Pointing dataset excerpts
----------------

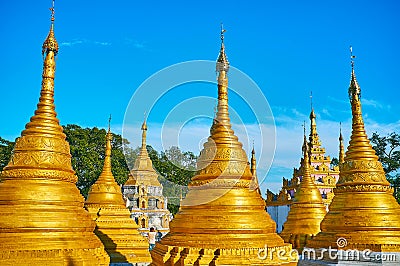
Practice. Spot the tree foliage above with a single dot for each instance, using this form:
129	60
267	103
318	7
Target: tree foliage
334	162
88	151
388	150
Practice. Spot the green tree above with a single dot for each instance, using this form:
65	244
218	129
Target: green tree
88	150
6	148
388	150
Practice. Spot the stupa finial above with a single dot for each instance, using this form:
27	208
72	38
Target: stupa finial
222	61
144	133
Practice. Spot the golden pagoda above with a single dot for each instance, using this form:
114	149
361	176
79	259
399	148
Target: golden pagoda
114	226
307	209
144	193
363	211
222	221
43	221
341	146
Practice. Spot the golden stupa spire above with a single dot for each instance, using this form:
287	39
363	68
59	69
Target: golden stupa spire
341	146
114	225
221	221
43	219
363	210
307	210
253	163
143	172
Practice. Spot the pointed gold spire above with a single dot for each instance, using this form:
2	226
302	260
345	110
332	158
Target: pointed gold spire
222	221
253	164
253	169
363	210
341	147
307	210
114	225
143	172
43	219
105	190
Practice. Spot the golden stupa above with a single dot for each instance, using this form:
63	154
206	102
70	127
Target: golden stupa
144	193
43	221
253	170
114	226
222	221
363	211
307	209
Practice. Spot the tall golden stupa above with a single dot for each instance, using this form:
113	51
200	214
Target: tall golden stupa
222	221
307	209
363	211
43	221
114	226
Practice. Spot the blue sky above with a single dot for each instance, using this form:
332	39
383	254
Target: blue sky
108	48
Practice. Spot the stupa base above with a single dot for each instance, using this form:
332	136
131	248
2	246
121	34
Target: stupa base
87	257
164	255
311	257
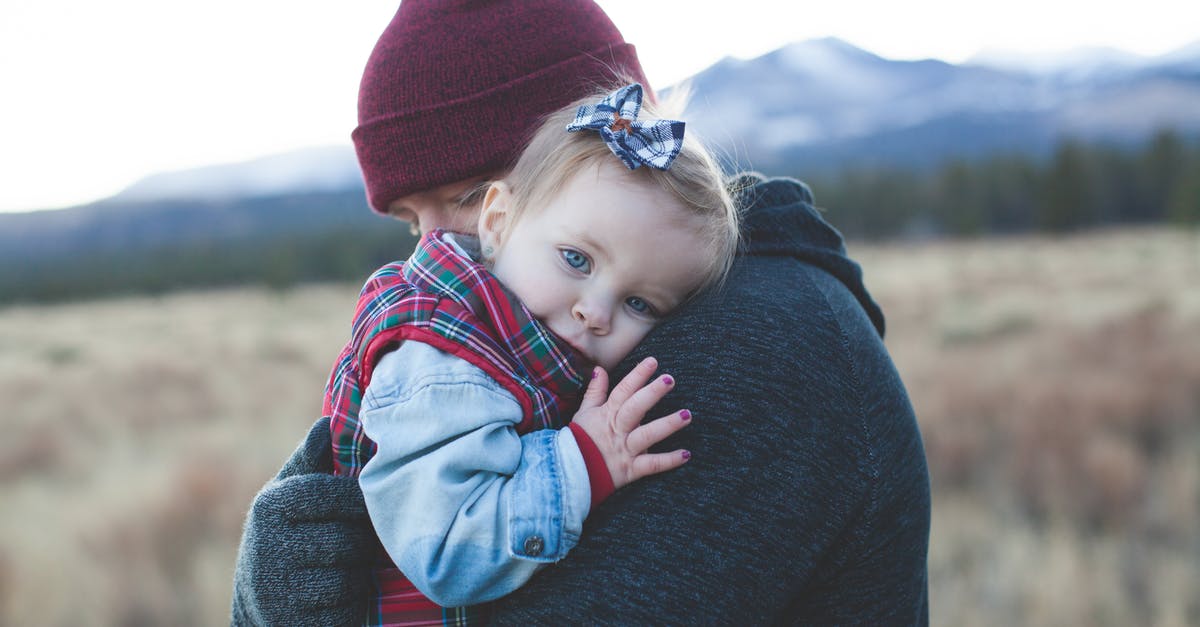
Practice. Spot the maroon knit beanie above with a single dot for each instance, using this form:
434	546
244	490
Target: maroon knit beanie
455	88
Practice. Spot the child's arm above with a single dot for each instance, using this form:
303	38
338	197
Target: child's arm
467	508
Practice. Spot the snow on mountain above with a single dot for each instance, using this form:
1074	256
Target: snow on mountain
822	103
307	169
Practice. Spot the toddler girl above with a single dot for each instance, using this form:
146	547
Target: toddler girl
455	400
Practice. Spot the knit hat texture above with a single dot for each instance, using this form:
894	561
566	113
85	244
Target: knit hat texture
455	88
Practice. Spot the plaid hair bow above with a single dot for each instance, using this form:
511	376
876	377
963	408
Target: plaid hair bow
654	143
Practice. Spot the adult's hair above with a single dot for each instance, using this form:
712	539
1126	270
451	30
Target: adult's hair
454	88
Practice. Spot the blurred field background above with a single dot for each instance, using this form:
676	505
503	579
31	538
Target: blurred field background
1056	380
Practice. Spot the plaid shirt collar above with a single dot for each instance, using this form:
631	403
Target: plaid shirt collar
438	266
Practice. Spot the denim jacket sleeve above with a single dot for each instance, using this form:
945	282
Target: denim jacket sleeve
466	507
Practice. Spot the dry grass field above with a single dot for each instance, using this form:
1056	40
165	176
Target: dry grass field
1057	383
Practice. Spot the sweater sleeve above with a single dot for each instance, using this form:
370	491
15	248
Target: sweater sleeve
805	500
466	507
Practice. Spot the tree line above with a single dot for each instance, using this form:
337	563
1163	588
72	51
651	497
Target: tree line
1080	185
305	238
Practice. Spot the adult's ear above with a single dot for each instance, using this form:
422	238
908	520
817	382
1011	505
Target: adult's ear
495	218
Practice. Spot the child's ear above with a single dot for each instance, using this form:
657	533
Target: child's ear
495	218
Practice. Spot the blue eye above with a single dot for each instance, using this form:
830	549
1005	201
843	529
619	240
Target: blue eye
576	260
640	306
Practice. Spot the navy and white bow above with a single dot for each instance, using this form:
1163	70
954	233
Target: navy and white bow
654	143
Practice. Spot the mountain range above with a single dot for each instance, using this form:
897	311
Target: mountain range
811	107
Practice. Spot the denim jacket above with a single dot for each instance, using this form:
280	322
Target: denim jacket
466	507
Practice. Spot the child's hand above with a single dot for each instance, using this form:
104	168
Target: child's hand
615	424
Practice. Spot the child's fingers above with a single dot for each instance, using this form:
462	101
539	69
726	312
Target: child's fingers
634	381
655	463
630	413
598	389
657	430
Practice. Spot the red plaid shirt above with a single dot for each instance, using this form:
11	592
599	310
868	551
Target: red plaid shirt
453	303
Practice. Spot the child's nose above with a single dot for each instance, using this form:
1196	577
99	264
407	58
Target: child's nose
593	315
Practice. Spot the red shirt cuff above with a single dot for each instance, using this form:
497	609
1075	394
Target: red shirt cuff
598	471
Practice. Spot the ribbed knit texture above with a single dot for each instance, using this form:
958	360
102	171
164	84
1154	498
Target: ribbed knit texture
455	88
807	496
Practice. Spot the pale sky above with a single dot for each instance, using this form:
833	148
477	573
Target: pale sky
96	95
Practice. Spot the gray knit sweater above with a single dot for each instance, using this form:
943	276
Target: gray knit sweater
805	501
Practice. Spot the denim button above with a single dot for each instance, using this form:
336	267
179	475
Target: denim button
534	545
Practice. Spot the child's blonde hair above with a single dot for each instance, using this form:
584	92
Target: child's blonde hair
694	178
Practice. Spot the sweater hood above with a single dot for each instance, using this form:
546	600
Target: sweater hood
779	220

----------------

**Given instruction:** Copy all the items above line for line, without the pictures.

**Response:**
Practice. Spot the tree foliage above with a single dot for each instance, using this form:
129	60
267	103
318	7
Target: tree foliage
334	162
88	151
388	150
Practice. Spot the green tree above with a single dot for each instance, using this form:
65	244
218	129
Target: green tree
88	150
6	148
388	150
Practice. Spot the stupa finial above with a single dot for each instance, using this form:
27	208
72	38
Target: stupa finial
222	61
144	133
Practice. Spot the golden pagoda above with a single dot for each instance, using this form:
114	149
361	176
79	259
399	148
Target: golden pagoda
114	226
307	209
144	193
363	211
222	221
43	221
341	146
Practice. Spot the golden stupa spire above with a single dot for each instance, using this form:
287	39
363	68
59	69
Target: golden stupa spire
341	146
114	225
221	221
43	219
363	210
307	210
253	163
143	172
Practice. Spot the pointed gold spire above with a single dot for each instance, using this form:
2	226
302	260
345	110
332	158
Target: pointed gold spire
222	221
253	164
253	169
363	210
341	147
307	210
114	225
143	172
43	219
105	190
Practice. Spot the golden stupa above with a single dot for each instance, using this form:
63	154
206	102
70	127
Target: golden stupa
144	193
43	221
253	170
114	226
222	221
363	211
307	209
Practice. Spot the tall golden stupa above with a single dot for each instance, using this form:
113	51
200	214
Target: tall golden stupa
222	221
307	209
363	211
43	221
114	226
Practice. Spot the blue sky above with a single dot for each instance, using this form:
332	39
383	254
Target: blue sky
108	48
Practice. Spot the stupa base above with a single dot for each instance, using this form:
332	136
131	248
2	246
121	34
Target: stupa base
87	257
164	255
311	257
Practice. Spot the maroon knit beanie above with a single dot for each instance, using this form:
434	546
244	490
Target: maroon knit beanie
455	88
Practice. Spot the child's arm above with a single dot for each instance, using this form:
303	38
338	197
Target: child's arm
467	508
Practice. Spot the snow on mountain above with a single dot for each instance, using this form:
1074	256
Target: snow on mountain
822	103
307	169
Practice. Spot the toddler girl above with a single dot for each instance, using this form:
146	547
Target: toddler girl
455	400
Practice. Spot the knit hat texture above with a single dot for each instance, using this form:
894	561
566	113
85	244
Target: knit hat texture
455	88
Practice. Spot the plaid hair bow above with a single dot for each instance, using this form:
511	376
876	377
963	408
Target: plaid hair bow
654	143
Practice. Spot the adult's hair above with a single dot for each instance, using this form:
712	539
1126	270
451	30
Target: adult's hair
454	88
Practice. Spot the blurred field background above with a single dot for each instance, using this form:
676	505
503	579
31	538
Target: blurred field background
1056	380
Practice. Spot the plaid shirt collar above with a single dot for each instance, using this form:
631	403
Target: plaid shirt collar
438	266
Practice. Spot the denim jacket sleeve above with a single dot for each instance, using this form:
945	282
Target: denim jacket sleeve
466	507
Practice. Spot the dry grass field above with a single dot for each instance, using this form:
1056	40
165	176
Target: dry grass field
1057	383
Practice. Spot the sweater sleeve above with a single dot for each instance, using this form:
370	491
15	248
Target: sweater sleeve
805	500
466	507
Practice. Spot the tree line above with a single dot for each instance, using this form:
337	563
1163	588
72	51
651	497
Target: tree line
1080	185
305	238
Practice. Spot the adult's ear above with a single dot for each instance, using this form:
422	238
908	520
817	382
1011	505
Target: adult's ear
495	218
Practice. Spot the child's ear above with a single dot for each instance, using this form:
657	533
Target: child's ear
495	218
Practice. Spot the blue eye above with a single dot for each instance, using this form:
830	549
1005	201
843	529
619	240
Target: blue eye
576	260
640	306
Practice. Spot the navy and white bow above with a single dot for each instance, using this form:
1163	70
954	233
Target: navy and white bow
654	143
Practice. Spot the mountain range above with a single dot for each instance, using this form:
897	311
Target: mountain range
811	107
Practice. Spot the denim jacket above with a single dot for each instance, using this form:
280	322
Target: denim jacket
466	507
Practice. Spot the child's hand above with a single dot for each instance, using this form:
104	168
Target: child's hand
615	424
Practice. Spot the child's fingers above with a single dot for each instance, using this form:
462	101
539	69
726	312
Target: child's fingers
634	381
655	463
630	413
598	389
657	430
Practice. Spot the red plaid shirt above with a single dot for each instance, using this form:
11	592
599	310
868	551
Target: red plaid shirt
453	303
Practice. Spot the child's nose above with a single dot for each instance, using this form:
1196	577
99	264
407	58
Target: child's nose
593	315
Practice. Spot the red shirt cuff above with a single dot for each instance, using this form:
497	609
1075	394
Target: red shirt cuff
598	471
Practice. Spot the ribbed knit texture above with a single dot for each instance, using this form:
958	360
102	171
164	84
1154	498
Target: ribbed knit texture
455	88
807	496
Practice. Spot the pale sky above with a single dot for each instance, using this form:
833	148
477	573
Target: pale sky
96	95
Practice. Spot the gray knit sweater above with a single dot for each instance, using this form:
943	276
Target: gray knit sweater
805	501
Practice. Spot the denim button above with a single dot for each instance, using this form:
336	267
179	475
Target: denim button
534	545
Practice. Spot the child's blonde hair above with a single dot for each instance, using this form:
584	92
Target: child's blonde hair
694	178
Practice. Spot the sweater hood above with a single dot for each instance, using this form:
546	600
Target: sweater hood
779	220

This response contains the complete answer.